What is expected ->
Give the data again exactly as written, skipping any pictures.

Data extract ->
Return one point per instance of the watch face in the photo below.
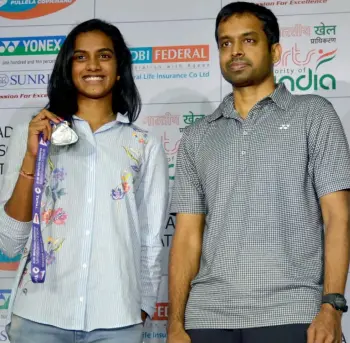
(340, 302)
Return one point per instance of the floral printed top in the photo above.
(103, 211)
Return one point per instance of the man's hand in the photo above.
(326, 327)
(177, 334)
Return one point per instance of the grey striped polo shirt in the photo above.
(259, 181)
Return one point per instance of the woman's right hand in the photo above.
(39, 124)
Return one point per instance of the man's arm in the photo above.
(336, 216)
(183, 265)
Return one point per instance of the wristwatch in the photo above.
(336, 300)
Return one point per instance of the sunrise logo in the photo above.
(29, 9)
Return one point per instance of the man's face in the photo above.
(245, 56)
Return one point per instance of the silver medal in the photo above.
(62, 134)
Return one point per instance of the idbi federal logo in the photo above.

Solution to the exercise ->
Return one point per instance of the watch face in the photo below.
(340, 302)
Return one point per instance of the floral printed top in the photo above.
(103, 211)
Return one point per instance of the man's hand in the photo above.
(326, 327)
(177, 334)
Return one point per instance of the grey striped polo shirt in the photo above.
(259, 181)
Return one point per instance of the woman's right hand in the photo above.
(39, 124)
Return one point per instance of the man's arm in the photo above.
(336, 216)
(183, 265)
Return one point per instance of the wristwatch in the photo above.
(336, 300)
Return one point per instance of the sunrise logo in the photo above.
(29, 9)
Return one point per instance of the man's face in the photo above.
(245, 56)
Return one point per instance of the silver medal in the photo above.
(62, 134)
Return one point per instance of the idbi federal logo in the photo above.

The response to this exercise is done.